TASK DIRECTIONS: Present the lines below as a Markdown table with a "No." column holding the row number and an "Entry" column holding the line, leaving out any blank lines.

Dataset lines:
* Begin *
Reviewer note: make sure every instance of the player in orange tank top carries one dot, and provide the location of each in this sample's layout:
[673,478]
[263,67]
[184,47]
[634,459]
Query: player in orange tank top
* End *
EXERCISE SOLUTION:
| No. | Entry |
|---|---|
| 1 | Reviewer note: make sure every instance of the player in orange tank top carries one dot, and provide the location of each in this sample's layout: |
| 2 | [673,478] |
| 3 | [263,67] |
| 4 | [184,47] |
| 5 | [634,459] |
| 6 | Query: player in orange tank top |